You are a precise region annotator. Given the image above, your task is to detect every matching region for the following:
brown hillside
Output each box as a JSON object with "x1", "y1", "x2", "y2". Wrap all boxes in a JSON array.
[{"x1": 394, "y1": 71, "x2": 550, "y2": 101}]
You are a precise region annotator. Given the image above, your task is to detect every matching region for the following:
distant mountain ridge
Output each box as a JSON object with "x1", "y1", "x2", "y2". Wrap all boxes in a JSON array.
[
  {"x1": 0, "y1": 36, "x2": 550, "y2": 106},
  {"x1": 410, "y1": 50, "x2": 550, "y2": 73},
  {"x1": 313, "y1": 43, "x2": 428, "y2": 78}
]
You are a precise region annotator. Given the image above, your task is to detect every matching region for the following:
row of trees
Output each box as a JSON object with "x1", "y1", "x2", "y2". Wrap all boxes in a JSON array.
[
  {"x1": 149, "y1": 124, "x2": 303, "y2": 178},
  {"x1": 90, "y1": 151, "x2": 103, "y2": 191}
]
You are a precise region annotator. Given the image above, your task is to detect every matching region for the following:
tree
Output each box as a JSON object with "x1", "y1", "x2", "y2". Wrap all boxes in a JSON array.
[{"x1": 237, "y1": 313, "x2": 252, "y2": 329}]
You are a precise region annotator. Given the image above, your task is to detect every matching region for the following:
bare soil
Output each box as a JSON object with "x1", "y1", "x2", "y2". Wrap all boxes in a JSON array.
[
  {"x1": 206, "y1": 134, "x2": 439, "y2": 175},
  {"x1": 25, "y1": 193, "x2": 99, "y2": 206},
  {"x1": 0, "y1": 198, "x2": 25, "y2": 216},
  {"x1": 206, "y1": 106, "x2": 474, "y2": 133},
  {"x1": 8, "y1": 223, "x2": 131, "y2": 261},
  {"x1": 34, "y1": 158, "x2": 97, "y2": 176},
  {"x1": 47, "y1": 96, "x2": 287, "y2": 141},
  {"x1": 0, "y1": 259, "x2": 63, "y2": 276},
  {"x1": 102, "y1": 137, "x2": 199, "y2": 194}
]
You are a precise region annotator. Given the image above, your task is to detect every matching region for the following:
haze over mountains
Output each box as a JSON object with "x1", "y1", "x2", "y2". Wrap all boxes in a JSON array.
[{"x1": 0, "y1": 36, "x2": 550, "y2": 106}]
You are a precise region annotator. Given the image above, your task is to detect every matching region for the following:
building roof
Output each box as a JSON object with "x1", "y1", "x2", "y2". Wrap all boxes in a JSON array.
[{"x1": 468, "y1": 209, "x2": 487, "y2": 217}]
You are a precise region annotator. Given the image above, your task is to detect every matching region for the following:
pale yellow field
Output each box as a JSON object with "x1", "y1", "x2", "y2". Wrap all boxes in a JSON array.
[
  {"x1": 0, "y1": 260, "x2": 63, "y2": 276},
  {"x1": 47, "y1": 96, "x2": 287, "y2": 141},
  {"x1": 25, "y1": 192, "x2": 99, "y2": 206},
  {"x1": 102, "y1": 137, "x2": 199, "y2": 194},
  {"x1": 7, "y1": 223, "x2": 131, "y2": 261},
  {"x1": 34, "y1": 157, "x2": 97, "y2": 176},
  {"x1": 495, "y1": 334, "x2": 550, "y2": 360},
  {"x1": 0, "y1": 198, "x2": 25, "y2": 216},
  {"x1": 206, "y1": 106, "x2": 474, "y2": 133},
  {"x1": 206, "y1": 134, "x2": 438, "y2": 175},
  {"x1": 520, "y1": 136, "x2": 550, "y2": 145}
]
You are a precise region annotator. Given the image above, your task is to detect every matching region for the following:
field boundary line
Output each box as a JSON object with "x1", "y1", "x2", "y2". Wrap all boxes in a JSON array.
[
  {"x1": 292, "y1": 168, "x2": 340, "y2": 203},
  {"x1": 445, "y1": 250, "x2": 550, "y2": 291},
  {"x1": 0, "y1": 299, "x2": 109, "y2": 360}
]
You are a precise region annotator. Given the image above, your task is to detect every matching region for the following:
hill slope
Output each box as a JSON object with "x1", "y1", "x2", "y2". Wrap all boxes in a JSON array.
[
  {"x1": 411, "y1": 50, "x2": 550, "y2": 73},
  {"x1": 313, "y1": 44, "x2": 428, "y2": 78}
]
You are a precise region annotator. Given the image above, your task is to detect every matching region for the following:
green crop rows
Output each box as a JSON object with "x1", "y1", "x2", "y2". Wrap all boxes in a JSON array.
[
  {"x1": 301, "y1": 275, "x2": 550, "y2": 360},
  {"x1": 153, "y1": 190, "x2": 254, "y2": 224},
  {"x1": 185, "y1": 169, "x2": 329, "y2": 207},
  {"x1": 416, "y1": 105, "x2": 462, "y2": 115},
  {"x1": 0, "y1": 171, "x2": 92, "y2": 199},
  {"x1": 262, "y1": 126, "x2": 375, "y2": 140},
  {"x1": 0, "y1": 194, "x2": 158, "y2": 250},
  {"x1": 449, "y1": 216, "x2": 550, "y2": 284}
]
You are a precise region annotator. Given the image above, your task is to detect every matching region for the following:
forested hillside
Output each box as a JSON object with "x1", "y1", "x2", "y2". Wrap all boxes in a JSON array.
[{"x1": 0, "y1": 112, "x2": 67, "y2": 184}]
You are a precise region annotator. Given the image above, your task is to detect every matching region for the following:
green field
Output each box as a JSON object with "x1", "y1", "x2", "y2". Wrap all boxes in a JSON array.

## Task
Find each line in the items above that contains the word "field" and copy those lines. Case counts when matching.

## Output
pale yellow field
field boundary line
green field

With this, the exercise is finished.